PROBLEM STATEMENT
Each of the entries should be output exactly, with nothing left out.

Stored entries
——————————
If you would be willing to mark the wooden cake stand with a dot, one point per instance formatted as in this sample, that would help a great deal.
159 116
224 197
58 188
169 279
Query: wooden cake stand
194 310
——————————
RESULT FOR THIS TASK
If you would be willing to mark the wooden cake stand with a dot, one point per instance formatted as in this sample, that would help a great deal.
159 116
224 197
58 188
169 279
Query: wooden cake stand
194 310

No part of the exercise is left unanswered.